⟨

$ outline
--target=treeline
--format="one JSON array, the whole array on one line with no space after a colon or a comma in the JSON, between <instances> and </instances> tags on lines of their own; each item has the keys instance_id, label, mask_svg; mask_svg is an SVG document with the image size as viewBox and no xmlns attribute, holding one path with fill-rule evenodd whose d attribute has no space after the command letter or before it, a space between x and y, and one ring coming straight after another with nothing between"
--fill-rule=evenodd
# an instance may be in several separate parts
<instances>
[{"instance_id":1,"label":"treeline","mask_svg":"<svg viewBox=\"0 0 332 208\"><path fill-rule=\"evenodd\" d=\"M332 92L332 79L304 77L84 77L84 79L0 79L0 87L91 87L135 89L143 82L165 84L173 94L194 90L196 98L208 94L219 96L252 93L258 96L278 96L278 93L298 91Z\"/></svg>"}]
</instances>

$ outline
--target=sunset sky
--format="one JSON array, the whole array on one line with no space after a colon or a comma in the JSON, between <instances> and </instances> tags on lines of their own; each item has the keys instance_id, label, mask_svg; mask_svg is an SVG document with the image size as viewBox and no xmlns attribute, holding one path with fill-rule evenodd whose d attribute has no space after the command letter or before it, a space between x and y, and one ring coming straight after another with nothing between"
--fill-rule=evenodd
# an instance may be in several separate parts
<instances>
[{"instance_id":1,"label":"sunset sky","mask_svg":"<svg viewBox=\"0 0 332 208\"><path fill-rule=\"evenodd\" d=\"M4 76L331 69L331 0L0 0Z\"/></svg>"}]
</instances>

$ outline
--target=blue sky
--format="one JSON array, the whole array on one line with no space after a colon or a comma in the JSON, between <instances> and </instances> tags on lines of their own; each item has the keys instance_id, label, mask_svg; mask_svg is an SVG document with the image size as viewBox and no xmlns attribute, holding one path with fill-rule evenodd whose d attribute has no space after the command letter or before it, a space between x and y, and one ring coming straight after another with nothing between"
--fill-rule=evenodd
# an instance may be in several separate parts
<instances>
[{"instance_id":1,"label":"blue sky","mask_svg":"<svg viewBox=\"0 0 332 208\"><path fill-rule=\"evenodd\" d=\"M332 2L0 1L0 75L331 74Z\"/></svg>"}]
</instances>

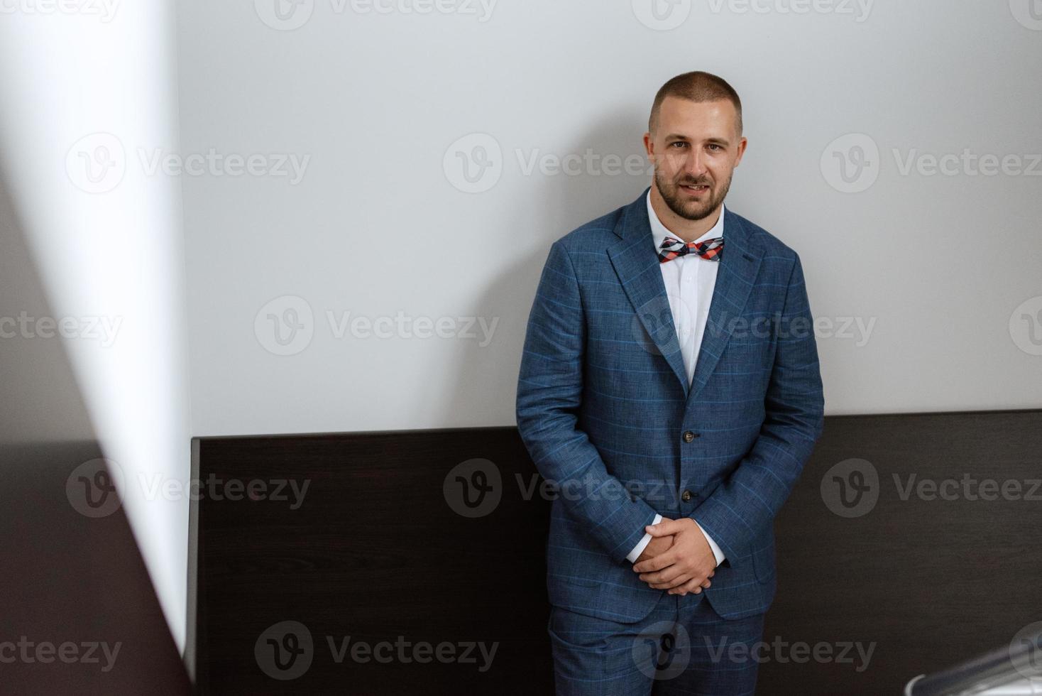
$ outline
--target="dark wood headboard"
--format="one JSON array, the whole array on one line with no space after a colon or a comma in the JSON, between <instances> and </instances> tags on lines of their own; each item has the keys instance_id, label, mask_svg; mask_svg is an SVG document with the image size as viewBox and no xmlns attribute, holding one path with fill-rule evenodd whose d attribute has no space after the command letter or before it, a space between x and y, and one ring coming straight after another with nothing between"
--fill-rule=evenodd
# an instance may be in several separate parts
<instances>
[{"instance_id":1,"label":"dark wood headboard","mask_svg":"<svg viewBox=\"0 0 1042 696\"><path fill-rule=\"evenodd\" d=\"M200 693L552 693L549 503L516 428L194 445L221 498L196 511ZM775 523L760 693L901 693L1042 620L1040 452L1042 411L826 418ZM1019 498L970 499L983 479Z\"/></svg>"}]
</instances>

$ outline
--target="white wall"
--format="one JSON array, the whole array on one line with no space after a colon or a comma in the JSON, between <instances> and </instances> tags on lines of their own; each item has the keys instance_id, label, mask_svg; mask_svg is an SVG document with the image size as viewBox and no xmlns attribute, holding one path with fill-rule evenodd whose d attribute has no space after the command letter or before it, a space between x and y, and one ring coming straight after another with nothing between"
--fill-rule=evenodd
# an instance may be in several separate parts
<instances>
[{"instance_id":1,"label":"white wall","mask_svg":"<svg viewBox=\"0 0 1042 696\"><path fill-rule=\"evenodd\" d=\"M745 104L728 204L800 253L814 314L837 324L819 330L829 415L1042 405L1042 166L901 171L910 153L1042 153L1031 1L679 0L665 26L650 0L182 1L183 151L306 158L296 182L180 177L193 433L513 424L549 244L650 182L523 163L642 155L656 90L696 69ZM457 159L475 145L493 163L480 193ZM834 150L855 147L864 190L842 191ZM479 329L338 338L327 317L398 312L453 334L455 318L498 323L481 345ZM269 314L298 343L279 346Z\"/></svg>"},{"instance_id":2,"label":"white wall","mask_svg":"<svg viewBox=\"0 0 1042 696\"><path fill-rule=\"evenodd\" d=\"M4 233L24 234L46 294L46 304L32 296L28 270L5 278L21 296L0 319L31 321L0 338L15 351L0 366L18 365L3 375L11 400L26 380L53 390L13 404L23 422L5 438L97 433L182 649L189 500L162 493L183 490L190 465L180 198L176 179L138 163L140 149L177 149L172 31L163 1L0 5ZM79 394L68 393L58 344Z\"/></svg>"}]
</instances>

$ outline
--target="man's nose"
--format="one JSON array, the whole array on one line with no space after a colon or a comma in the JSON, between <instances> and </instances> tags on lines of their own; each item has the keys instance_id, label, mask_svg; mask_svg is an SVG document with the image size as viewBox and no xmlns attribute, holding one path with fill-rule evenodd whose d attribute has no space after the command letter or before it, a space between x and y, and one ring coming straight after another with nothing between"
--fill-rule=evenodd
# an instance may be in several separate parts
<instances>
[{"instance_id":1,"label":"man's nose","mask_svg":"<svg viewBox=\"0 0 1042 696\"><path fill-rule=\"evenodd\" d=\"M684 171L693 178L700 178L705 174L705 161L700 152L694 151L688 155L684 163Z\"/></svg>"}]
</instances>

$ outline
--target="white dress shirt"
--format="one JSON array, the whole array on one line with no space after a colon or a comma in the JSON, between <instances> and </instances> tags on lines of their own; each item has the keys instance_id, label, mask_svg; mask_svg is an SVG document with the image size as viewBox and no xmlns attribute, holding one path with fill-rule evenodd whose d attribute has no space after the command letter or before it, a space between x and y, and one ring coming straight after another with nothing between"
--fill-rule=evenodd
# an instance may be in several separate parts
<instances>
[{"instance_id":1,"label":"white dress shirt","mask_svg":"<svg viewBox=\"0 0 1042 696\"><path fill-rule=\"evenodd\" d=\"M662 246L667 237L680 240L678 234L669 231L659 216L655 215L651 206L651 192L647 195L648 221L651 223L651 239L654 241L654 248ZM720 218L713 228L699 237L694 242L703 242L715 237L723 237L723 205L720 205ZM726 245L724 245L726 246ZM659 264L662 270L662 280L666 285L666 295L669 297L669 308L673 315L673 325L676 327L676 338L680 344L680 356L684 358L684 367L688 372L688 383L690 384L695 376L695 364L698 362L698 350L702 345L702 337L705 334L705 323L710 316L710 302L713 300L713 289L716 287L717 270L720 268L719 262L711 262L701 258L697 254L677 256L665 264ZM659 524L662 515L654 516L654 522ZM705 533L701 525L695 521L710 548L716 556L717 565L723 563L723 551L713 538ZM651 535L645 533L644 538L637 543L634 550L626 556L630 563L636 563L644 547L651 541Z\"/></svg>"}]
</instances>

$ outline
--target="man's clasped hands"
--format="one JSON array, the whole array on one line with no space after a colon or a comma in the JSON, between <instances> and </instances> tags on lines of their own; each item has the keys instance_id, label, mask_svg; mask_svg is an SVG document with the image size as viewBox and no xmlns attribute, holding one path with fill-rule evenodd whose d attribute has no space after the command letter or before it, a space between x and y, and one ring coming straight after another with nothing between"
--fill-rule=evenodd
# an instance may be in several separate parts
<instances>
[{"instance_id":1,"label":"man's clasped hands","mask_svg":"<svg viewBox=\"0 0 1042 696\"><path fill-rule=\"evenodd\" d=\"M640 573L641 580L655 590L668 590L671 595L699 594L710 587L716 556L693 519L663 517L644 531L651 535L651 541L634 564L634 572Z\"/></svg>"}]
</instances>

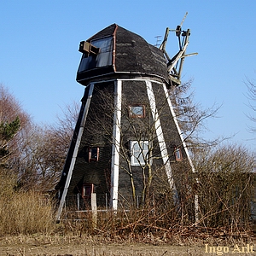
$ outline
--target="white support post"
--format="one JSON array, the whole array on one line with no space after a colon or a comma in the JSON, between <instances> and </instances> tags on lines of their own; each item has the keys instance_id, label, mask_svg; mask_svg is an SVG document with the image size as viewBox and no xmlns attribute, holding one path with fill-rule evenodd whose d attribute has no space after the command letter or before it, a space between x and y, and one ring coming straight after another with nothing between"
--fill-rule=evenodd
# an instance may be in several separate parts
<instances>
[{"instance_id":1,"label":"white support post","mask_svg":"<svg viewBox=\"0 0 256 256\"><path fill-rule=\"evenodd\" d=\"M174 183L171 163L170 163L169 157L168 157L168 151L167 151L166 144L165 142L160 120L159 118L159 113L158 113L158 111L156 108L155 98L154 98L154 91L153 91L153 88L152 88L152 84L150 81L146 80L146 85L147 85L147 92L148 92L149 105L150 105L150 108L151 108L151 113L152 113L152 116L153 116L153 120L154 122L155 133L157 136L161 157L163 159L163 162L164 162L164 166L166 168L166 172L167 175L170 187L173 191L173 201L174 201L174 203L177 204L178 202L177 192L177 189L176 189L176 186Z\"/></svg>"},{"instance_id":2,"label":"white support post","mask_svg":"<svg viewBox=\"0 0 256 256\"><path fill-rule=\"evenodd\" d=\"M113 144L111 160L111 190L110 206L113 211L118 208L120 125L122 108L122 81L117 80L114 84L114 112L113 128Z\"/></svg>"},{"instance_id":3,"label":"white support post","mask_svg":"<svg viewBox=\"0 0 256 256\"><path fill-rule=\"evenodd\" d=\"M59 208L58 208L58 212L57 212L57 215L56 215L56 222L59 222L60 219L61 219L61 212L62 212L63 206L65 204L66 196L67 196L68 187L69 187L69 184L70 184L70 181L71 181L71 177L72 177L72 174L73 174L73 167L74 167L74 165L75 165L75 162L76 162L76 158L77 158L77 155L78 155L78 152L79 152L79 145L80 145L80 142L81 142L81 138L82 138L84 127L86 117L87 117L87 114L88 114L89 107L90 107L90 100L91 100L91 97L92 97L93 90L94 90L94 84L91 84L90 85L88 98L87 98L85 107L84 107L84 109L83 117L82 117L82 120L81 120L81 124L80 124L80 127L79 127L79 135L78 135L76 144L75 144L75 148L74 148L74 151L73 151L73 157L72 157L71 164L70 164L70 166L69 166L69 169L68 169L68 173L67 173L65 187L64 187L64 189L63 189L63 192L62 192L61 200L60 206L59 206Z\"/></svg>"},{"instance_id":4,"label":"white support post","mask_svg":"<svg viewBox=\"0 0 256 256\"><path fill-rule=\"evenodd\" d=\"M183 138L183 136L182 134L182 131L181 131L181 129L179 127L179 125L178 125L178 122L177 122L177 119L176 117L176 113L175 113L175 111L174 111L174 108L173 108L173 106L172 104L172 102L171 102L171 99L170 99L170 96L169 96L169 93L168 93L168 90L167 90L167 88L165 84L163 84L163 88L165 90L165 93L166 93L166 96L167 98L167 102L168 102L168 105L169 105L169 108L170 108L170 110L171 110L171 113L172 114L172 117L173 117L173 120L174 120L174 123L176 125L176 127L178 131L178 133L179 133L179 137L181 138L181 141L183 143L183 148L186 152L186 154L187 154L187 157L188 157L188 160L189 160L189 165L191 166L191 169L192 169L192 172L193 173L195 173L195 166L194 166L194 164L192 162L192 160L191 160L191 157L189 155L189 149L187 148L187 145L186 145L186 143L185 143L185 140ZM198 181L198 178L196 177L196 183L199 183ZM195 202L195 223L198 222L199 220L199 201L198 201L198 195L195 195L195 200L194 200L194 202Z\"/></svg>"}]
</instances>

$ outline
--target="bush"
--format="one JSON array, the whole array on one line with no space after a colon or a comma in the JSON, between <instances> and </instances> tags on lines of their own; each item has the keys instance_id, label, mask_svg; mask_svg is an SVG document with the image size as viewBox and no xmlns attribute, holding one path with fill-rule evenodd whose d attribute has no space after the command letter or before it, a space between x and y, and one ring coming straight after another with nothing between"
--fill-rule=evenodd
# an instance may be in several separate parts
<instances>
[{"instance_id":1,"label":"bush","mask_svg":"<svg viewBox=\"0 0 256 256\"><path fill-rule=\"evenodd\" d=\"M44 195L15 192L0 198L0 236L49 233L53 218L52 205Z\"/></svg>"}]
</instances>

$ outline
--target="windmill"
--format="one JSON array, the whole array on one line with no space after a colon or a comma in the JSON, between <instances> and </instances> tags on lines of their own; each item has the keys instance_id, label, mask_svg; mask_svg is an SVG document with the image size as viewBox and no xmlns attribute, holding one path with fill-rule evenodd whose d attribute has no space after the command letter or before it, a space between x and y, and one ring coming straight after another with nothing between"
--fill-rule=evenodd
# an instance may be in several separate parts
<instances>
[{"instance_id":1,"label":"windmill","mask_svg":"<svg viewBox=\"0 0 256 256\"><path fill-rule=\"evenodd\" d=\"M116 24L79 44L77 81L85 86L81 109L59 183L57 220L64 206L84 210L92 193L98 206L143 204L159 177L179 197L177 166L194 170L169 97L180 84L189 30L178 53L166 51ZM176 172L176 173L175 173Z\"/></svg>"}]
</instances>

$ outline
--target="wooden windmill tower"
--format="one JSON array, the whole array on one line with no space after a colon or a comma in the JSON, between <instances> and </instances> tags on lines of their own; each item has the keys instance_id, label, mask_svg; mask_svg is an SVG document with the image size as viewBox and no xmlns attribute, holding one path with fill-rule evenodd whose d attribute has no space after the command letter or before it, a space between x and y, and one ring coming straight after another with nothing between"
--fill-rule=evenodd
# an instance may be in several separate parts
<instances>
[{"instance_id":1,"label":"wooden windmill tower","mask_svg":"<svg viewBox=\"0 0 256 256\"><path fill-rule=\"evenodd\" d=\"M143 203L155 177L178 201L173 168L186 162L194 169L168 88L180 84L182 64L179 69L176 64L185 56L190 32L177 26L177 36L184 40L171 59L166 52L168 32L160 48L116 24L80 43L77 81L85 90L56 186L57 219L64 205L84 209L91 193L97 195L98 206L113 210Z\"/></svg>"}]
</instances>

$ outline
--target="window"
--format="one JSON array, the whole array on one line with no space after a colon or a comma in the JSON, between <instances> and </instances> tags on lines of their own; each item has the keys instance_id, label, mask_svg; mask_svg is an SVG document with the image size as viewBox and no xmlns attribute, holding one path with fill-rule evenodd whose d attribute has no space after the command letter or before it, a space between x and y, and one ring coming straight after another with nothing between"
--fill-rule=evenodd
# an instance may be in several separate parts
<instances>
[{"instance_id":1,"label":"window","mask_svg":"<svg viewBox=\"0 0 256 256\"><path fill-rule=\"evenodd\" d=\"M99 160L100 148L90 148L88 150L89 162L97 162Z\"/></svg>"},{"instance_id":2,"label":"window","mask_svg":"<svg viewBox=\"0 0 256 256\"><path fill-rule=\"evenodd\" d=\"M80 44L83 55L79 73L112 65L113 37L102 38Z\"/></svg>"},{"instance_id":3,"label":"window","mask_svg":"<svg viewBox=\"0 0 256 256\"><path fill-rule=\"evenodd\" d=\"M179 148L175 148L174 154L177 161L179 161L183 159L181 149Z\"/></svg>"},{"instance_id":4,"label":"window","mask_svg":"<svg viewBox=\"0 0 256 256\"><path fill-rule=\"evenodd\" d=\"M148 160L148 141L131 142L131 166L144 166Z\"/></svg>"},{"instance_id":5,"label":"window","mask_svg":"<svg viewBox=\"0 0 256 256\"><path fill-rule=\"evenodd\" d=\"M93 183L85 183L83 185L83 189L82 189L82 196L83 197L90 197L91 193L93 193Z\"/></svg>"},{"instance_id":6,"label":"window","mask_svg":"<svg viewBox=\"0 0 256 256\"><path fill-rule=\"evenodd\" d=\"M129 116L131 118L144 118L145 106L144 105L129 106Z\"/></svg>"}]
</instances>

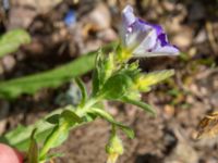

⟩

» **TASK STATEMENT**
List every line of the records that contains the word "windmill", with case counting.

» **SOLUTION**
--target="windmill"
[{"instance_id":1,"label":"windmill","mask_svg":"<svg viewBox=\"0 0 256 256\"><path fill-rule=\"evenodd\" d=\"M116 24L79 44L77 81L85 86L81 109L59 183L57 220L64 206L84 210L92 193L98 206L143 204L159 177L179 197L177 166L194 170L169 97L180 84L189 30L178 53L166 51ZM176 172L176 173L175 173Z\"/></svg>"}]
--target="wooden windmill tower"
[{"instance_id":1,"label":"wooden windmill tower","mask_svg":"<svg viewBox=\"0 0 256 256\"><path fill-rule=\"evenodd\" d=\"M143 203L155 177L178 201L173 168L186 162L194 169L168 88L180 84L182 64L179 69L176 64L185 56L190 32L177 26L177 36L184 40L171 59L166 52L168 32L160 48L116 24L80 43L77 81L85 90L56 186L57 219L64 205L84 209L91 193L97 195L98 206L113 210Z\"/></svg>"}]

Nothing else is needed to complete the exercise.